▶ _CONSEGNA DELL'ESERCIZIO_:
Cita per intero, senza alcuna modifica, il brano sull'industria meridionale.

▶ _ESTRATTO DEL TESTO_:
━━━━━━

Borboni e addirittura dodici anni prima della venuta dei sassoni) attribuendo
a Carlo un merito che spetta tutto al suo successore Ferdinando IV (33). Antichi
cronisti come il Tedeschi (34)
sono assai più vicini al vero quando collocano la fondazione nel 1782
(sulle loro tracce molti contemporanei). La confusione degli scrittori
meridionali postunitari è giustificata dalla sommarietà di dati che hanno
potuto fornire sull'industria meridionale: argomento tabù dopo l'Unità che
spingeva molti a disertare il campo e sottrarsi così al marchio infamante di
“federalismo” e tentare d'evitare di essere tacciati di miope provincialismo
o, ancor peggio, di agiografia borbonica. Gli
autori contemporanei, quando hanno tentato di tracciare una storia
dell'industria meridionale, hanno sperimentato le difficoltà di reperire
documenti inerenti le attività del Mezzogiorno preunitario (35).

━━━━━━

(Dati di annotazione a punti)
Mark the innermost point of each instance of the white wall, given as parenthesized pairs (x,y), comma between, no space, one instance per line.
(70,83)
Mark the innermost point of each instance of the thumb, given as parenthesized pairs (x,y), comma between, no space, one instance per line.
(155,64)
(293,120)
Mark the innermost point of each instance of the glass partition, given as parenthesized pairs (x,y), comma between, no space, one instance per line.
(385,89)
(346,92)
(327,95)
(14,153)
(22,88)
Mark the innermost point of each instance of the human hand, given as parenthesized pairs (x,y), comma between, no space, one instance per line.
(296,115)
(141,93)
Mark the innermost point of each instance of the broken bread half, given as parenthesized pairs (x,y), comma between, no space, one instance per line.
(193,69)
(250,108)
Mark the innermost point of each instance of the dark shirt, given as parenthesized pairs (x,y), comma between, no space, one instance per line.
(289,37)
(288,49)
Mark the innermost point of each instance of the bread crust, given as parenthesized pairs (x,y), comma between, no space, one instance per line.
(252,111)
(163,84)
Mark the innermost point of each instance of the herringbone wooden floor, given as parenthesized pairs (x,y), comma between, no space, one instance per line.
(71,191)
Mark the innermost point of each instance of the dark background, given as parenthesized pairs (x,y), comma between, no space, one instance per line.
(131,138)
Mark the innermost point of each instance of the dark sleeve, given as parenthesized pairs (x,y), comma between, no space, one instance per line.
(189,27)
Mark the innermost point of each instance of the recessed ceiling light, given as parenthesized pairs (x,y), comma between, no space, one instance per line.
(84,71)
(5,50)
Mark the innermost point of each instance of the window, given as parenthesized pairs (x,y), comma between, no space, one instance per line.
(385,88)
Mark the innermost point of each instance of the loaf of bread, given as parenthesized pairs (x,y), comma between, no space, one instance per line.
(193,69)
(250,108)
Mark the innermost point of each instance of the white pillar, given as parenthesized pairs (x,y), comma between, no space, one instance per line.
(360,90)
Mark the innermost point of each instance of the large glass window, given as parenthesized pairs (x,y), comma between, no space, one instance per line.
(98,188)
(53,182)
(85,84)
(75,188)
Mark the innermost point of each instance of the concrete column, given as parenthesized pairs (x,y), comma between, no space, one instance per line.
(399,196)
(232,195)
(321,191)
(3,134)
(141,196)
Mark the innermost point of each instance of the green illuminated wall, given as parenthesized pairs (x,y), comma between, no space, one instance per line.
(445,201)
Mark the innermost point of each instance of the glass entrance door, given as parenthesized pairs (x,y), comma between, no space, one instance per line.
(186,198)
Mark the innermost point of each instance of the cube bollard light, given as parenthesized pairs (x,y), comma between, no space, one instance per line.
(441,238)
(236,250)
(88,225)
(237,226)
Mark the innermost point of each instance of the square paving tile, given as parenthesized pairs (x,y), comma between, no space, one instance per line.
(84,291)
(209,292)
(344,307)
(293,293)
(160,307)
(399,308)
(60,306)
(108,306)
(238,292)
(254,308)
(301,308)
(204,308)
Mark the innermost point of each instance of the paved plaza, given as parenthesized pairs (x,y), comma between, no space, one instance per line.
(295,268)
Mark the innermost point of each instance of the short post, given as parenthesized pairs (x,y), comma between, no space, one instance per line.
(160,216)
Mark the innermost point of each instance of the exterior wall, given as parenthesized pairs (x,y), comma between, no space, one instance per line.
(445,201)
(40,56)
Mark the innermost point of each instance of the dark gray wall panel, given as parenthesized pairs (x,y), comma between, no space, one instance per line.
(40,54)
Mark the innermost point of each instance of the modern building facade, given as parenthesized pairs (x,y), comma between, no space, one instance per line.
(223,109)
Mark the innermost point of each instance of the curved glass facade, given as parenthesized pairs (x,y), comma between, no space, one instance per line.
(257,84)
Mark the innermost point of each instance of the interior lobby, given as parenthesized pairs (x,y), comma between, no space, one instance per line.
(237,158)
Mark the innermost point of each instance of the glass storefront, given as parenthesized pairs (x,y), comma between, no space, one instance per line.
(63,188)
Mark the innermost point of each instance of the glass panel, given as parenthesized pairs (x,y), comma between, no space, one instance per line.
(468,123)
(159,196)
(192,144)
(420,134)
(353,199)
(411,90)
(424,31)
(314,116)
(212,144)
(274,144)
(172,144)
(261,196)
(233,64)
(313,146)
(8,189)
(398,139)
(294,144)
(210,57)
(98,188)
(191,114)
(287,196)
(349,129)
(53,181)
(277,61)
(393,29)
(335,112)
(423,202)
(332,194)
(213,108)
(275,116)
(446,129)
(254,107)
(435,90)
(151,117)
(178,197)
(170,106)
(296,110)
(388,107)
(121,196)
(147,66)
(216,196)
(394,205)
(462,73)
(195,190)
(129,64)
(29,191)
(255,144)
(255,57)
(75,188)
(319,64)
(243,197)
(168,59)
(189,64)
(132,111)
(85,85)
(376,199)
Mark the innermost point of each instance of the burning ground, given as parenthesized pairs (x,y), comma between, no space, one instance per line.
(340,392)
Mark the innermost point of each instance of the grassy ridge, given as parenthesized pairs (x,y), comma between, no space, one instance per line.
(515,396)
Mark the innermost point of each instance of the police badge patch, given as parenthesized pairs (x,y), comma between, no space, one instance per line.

━━━━━━

▶ _SOLUZIONE DELL'ESERCIZIO_:
Borboni e addirittura dodici anni prima della venuta dei sassoni) attribuendo
a Carlo un merito che spetta tutto al suo successore Ferdinando IV (33). Antichi
cronisti come il Tedeschi (34)
sono assai più vicini al vero quando collocano la fondazione nel 1782
(sulle loro tracce molti contemporanei). La confusione degli scrittori
meridionali postunitari è giustificata dalla sommarietà di dati che hanno
potuto fornire sull'industria meridionale: argomento tabù dopo l'Unità che
spingeva molti a disertare il campo e sottrarsi così al marchio infamante di
“federalismo” e tentare d'evitare di essere tacciati di miope provincialismo
o, ancor peggio, di agiografia borbonica. Gli
autori contemporanei, quando hanno tentato di tracciare una storia
dell'industria meridionale, hanno sperimentato le difficoltà di reperire
documenti inerenti le attività del Mezzogiorno preunitario (35).